[[ DATA IN THIS EXERCISE open ]]

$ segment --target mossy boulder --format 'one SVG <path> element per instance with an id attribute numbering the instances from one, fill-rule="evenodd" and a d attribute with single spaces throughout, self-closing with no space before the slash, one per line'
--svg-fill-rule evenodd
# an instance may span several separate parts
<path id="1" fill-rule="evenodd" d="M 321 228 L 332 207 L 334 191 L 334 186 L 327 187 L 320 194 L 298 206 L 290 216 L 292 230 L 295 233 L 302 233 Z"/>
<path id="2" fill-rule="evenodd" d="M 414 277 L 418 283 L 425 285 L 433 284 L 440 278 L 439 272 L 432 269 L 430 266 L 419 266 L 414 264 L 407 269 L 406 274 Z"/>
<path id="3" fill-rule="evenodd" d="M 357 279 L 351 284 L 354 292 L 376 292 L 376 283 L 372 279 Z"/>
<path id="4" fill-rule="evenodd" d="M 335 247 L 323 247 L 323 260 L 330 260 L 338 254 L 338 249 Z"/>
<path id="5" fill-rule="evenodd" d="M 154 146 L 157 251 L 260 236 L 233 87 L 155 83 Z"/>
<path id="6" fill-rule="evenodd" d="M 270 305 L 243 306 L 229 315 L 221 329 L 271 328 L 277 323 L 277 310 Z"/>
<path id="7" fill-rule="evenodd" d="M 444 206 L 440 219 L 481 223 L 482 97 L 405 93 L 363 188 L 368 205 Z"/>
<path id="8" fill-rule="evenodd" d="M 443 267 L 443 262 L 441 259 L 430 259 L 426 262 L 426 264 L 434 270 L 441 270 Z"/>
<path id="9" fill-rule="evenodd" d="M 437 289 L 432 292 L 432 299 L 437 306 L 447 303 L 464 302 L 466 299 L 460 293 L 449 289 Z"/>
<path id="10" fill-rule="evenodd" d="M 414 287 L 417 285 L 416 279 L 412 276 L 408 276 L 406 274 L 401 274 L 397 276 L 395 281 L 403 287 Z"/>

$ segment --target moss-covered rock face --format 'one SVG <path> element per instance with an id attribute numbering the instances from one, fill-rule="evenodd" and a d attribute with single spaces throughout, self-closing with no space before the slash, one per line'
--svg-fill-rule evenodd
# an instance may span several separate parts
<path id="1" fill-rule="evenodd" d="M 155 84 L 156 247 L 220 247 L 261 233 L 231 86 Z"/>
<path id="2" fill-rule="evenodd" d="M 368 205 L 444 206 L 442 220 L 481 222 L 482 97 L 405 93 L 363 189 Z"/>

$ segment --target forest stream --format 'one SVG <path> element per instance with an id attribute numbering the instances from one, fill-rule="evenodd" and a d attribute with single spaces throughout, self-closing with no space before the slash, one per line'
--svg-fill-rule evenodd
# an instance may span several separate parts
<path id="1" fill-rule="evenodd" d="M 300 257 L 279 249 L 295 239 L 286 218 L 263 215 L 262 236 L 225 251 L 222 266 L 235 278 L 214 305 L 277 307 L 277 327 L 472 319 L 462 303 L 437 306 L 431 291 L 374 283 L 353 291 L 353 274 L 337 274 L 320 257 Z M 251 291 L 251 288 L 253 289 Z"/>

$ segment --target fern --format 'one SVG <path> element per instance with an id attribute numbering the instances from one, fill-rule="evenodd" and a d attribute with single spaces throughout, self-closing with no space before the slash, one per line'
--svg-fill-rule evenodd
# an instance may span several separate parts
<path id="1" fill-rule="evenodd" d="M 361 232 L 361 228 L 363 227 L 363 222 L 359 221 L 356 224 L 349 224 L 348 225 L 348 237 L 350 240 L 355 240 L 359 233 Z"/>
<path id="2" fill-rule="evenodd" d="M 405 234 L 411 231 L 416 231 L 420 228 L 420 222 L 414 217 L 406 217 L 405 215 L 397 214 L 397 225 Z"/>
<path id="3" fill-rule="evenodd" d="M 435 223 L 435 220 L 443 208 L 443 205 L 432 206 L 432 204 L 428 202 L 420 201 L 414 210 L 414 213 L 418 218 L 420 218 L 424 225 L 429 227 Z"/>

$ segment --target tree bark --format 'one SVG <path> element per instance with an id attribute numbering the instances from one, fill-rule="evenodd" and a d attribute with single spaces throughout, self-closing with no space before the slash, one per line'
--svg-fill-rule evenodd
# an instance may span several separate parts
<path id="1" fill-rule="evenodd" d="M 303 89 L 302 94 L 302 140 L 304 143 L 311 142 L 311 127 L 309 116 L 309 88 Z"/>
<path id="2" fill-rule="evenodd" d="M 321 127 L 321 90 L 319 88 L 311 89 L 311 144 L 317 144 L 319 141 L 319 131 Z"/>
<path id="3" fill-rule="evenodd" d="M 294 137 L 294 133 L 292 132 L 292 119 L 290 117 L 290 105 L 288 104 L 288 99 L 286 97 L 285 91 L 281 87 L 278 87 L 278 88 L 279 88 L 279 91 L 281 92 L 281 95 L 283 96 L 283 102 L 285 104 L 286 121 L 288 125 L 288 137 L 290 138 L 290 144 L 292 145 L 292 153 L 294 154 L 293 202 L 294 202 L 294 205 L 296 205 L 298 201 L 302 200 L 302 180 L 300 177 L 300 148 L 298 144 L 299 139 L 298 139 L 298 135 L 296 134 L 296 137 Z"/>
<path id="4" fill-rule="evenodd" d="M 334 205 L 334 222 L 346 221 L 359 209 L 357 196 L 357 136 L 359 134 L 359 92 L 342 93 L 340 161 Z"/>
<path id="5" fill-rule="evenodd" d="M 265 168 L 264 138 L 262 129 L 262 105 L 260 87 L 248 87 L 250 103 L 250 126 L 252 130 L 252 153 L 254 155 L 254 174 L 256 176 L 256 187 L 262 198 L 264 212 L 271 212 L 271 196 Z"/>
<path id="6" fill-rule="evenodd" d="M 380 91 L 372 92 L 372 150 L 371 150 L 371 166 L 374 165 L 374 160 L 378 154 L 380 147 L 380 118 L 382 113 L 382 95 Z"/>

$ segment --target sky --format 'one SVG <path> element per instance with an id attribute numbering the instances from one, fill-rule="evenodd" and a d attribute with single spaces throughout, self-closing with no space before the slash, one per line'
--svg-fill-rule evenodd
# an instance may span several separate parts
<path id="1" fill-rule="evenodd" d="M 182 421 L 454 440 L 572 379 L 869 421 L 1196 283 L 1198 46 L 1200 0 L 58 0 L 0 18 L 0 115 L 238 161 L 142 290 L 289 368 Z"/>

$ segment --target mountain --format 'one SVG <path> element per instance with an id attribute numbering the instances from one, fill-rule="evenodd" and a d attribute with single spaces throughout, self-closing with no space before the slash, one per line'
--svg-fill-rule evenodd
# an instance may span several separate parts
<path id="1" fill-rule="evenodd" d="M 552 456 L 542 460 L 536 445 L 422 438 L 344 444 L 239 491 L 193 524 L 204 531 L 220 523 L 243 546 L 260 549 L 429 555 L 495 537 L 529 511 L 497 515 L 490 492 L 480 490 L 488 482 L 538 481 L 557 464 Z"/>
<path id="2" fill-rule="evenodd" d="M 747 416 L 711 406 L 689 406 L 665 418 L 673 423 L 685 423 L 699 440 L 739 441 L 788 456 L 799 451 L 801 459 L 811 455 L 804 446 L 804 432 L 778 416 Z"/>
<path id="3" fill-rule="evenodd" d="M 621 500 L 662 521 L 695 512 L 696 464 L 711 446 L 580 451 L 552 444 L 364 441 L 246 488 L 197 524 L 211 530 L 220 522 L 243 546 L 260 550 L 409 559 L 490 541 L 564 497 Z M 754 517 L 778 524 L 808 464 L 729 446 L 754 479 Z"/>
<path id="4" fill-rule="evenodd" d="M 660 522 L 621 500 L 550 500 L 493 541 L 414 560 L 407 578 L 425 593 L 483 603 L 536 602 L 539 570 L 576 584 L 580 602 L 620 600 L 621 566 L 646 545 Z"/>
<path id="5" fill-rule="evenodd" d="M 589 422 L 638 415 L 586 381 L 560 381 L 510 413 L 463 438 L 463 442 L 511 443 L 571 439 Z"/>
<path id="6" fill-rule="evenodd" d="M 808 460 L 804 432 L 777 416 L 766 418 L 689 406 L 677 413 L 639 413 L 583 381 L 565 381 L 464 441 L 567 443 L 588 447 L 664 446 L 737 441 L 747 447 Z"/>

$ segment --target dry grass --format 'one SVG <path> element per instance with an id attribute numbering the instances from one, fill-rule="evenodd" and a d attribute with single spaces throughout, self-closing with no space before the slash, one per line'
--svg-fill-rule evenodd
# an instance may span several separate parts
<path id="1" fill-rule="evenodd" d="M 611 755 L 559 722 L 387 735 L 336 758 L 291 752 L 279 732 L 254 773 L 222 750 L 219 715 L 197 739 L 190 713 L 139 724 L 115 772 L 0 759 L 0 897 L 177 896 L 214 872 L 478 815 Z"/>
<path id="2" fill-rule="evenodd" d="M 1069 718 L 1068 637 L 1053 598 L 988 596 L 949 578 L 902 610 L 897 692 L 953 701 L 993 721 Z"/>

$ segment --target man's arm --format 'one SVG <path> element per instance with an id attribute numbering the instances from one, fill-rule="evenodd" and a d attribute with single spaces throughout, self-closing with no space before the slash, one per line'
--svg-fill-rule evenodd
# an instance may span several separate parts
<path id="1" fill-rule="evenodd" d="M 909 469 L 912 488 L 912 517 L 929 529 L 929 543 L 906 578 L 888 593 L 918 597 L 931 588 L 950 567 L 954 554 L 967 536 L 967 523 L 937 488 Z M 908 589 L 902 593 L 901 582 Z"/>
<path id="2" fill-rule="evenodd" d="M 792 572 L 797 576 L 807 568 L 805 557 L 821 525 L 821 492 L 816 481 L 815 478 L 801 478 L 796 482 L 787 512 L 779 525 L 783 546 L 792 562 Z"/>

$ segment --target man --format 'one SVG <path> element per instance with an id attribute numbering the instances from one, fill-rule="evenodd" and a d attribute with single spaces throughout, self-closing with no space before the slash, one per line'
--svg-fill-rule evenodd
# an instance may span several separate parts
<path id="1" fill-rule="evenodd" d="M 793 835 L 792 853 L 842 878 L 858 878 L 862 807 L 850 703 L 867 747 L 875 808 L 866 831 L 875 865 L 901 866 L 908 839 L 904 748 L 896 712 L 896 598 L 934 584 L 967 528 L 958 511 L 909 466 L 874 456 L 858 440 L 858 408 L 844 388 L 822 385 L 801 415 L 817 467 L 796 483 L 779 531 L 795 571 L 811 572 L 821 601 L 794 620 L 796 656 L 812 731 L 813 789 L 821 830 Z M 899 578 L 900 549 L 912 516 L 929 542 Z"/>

[[ DATA IN THIS EXERCISE closed ]]

Find the line that contains "--target man --format". Repeat it and every line after it, exactly as written, up to and including the last line of the records above.

$ segment --target man --format 'one SVG <path> element per instance with an id attribute numbering the instances from one, fill-rule="evenodd" and a d attribute with single spaces throughout, self-closing with no space before the slash, one per line'
--svg-fill-rule evenodd
# an instance may span several separate parts
<path id="1" fill-rule="evenodd" d="M 793 835 L 792 853 L 842 878 L 858 878 L 862 807 L 850 703 L 867 747 L 875 808 L 866 831 L 875 865 L 901 866 L 908 839 L 904 748 L 896 712 L 896 598 L 934 584 L 967 528 L 958 511 L 909 466 L 874 456 L 858 440 L 858 408 L 844 388 L 822 385 L 801 415 L 817 467 L 796 483 L 779 531 L 795 571 L 811 572 L 821 601 L 794 620 L 796 656 L 812 731 L 813 789 L 821 830 Z M 899 578 L 900 549 L 912 516 L 929 542 Z"/>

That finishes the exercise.